Stated goal. The lines to extract begin at the one containing "One marker for each instance of the tree." and run to the end of the listing; set them down exactly and alone.

(Stored entries)
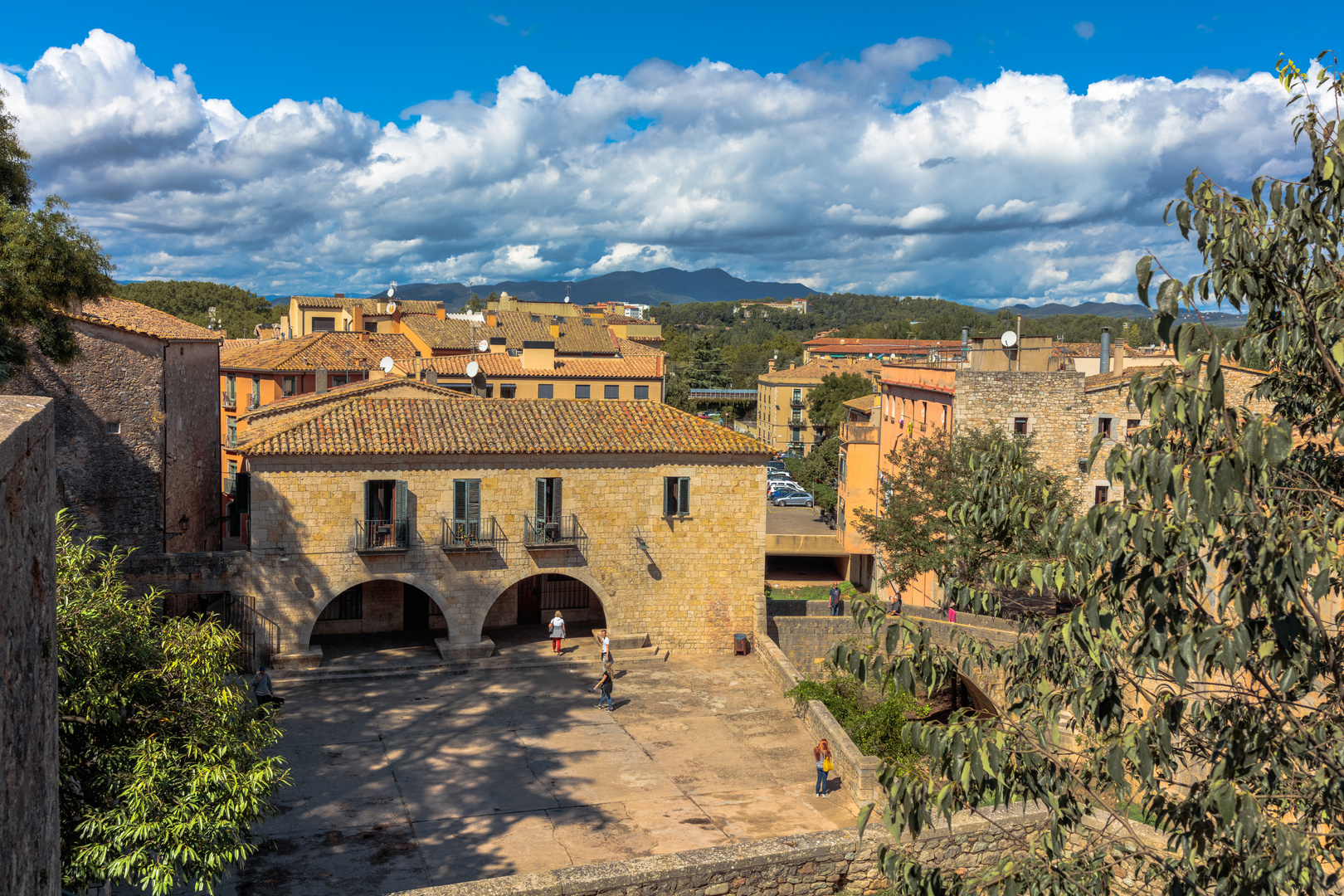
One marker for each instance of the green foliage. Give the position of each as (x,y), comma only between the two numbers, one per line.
(914,529)
(236,310)
(1200,674)
(874,718)
(46,262)
(164,761)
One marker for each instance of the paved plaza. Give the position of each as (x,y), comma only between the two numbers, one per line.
(437,779)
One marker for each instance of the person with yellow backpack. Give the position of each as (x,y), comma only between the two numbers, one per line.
(821,752)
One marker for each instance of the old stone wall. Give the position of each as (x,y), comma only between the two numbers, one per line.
(110,480)
(695,582)
(191,398)
(30,860)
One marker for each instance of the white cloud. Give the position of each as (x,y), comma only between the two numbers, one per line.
(1014,188)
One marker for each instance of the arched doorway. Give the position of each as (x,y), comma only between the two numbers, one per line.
(379,622)
(518,620)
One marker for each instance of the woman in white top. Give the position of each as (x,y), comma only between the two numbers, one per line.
(557,633)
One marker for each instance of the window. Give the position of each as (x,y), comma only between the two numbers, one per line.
(676,496)
(347,605)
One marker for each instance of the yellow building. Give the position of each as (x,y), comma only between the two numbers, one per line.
(782,419)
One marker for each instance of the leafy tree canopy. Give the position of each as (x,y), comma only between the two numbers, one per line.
(236,310)
(1199,680)
(164,759)
(46,264)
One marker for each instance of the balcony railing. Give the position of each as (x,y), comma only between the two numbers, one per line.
(470,535)
(382,535)
(554,533)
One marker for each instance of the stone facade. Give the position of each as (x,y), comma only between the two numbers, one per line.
(138,423)
(30,861)
(695,582)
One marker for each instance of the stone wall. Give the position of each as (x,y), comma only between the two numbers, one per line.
(695,582)
(30,861)
(110,480)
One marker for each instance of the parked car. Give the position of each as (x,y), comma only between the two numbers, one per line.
(791,499)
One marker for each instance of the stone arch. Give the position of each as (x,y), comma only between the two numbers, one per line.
(350,582)
(515,577)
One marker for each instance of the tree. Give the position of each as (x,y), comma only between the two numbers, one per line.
(825,402)
(236,310)
(164,759)
(47,264)
(1200,677)
(913,528)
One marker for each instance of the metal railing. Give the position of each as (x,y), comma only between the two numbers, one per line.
(382,535)
(470,535)
(553,533)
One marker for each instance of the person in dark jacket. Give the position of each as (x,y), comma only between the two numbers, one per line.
(604,687)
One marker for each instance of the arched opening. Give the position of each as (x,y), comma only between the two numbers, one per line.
(519,617)
(381,622)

Output.
One marker for each instance of the tree. Give the position of each as (x,y), comma only between the two numbers, one per line.
(825,402)
(236,310)
(164,759)
(47,264)
(1200,677)
(913,528)
One marker for each instance of the metal railing. Give the position of each as (x,y), comma only between the two numbers, one per line.
(382,535)
(470,535)
(553,533)
One marker for each instance of the person in dark jacket. Give the position of each as (x,y), comma only between the two numbers, one per line.
(604,687)
One marker for each instance of the arched opening. Give the position of each as (x,y), comma only between the two numbers, one per line.
(519,617)
(381,622)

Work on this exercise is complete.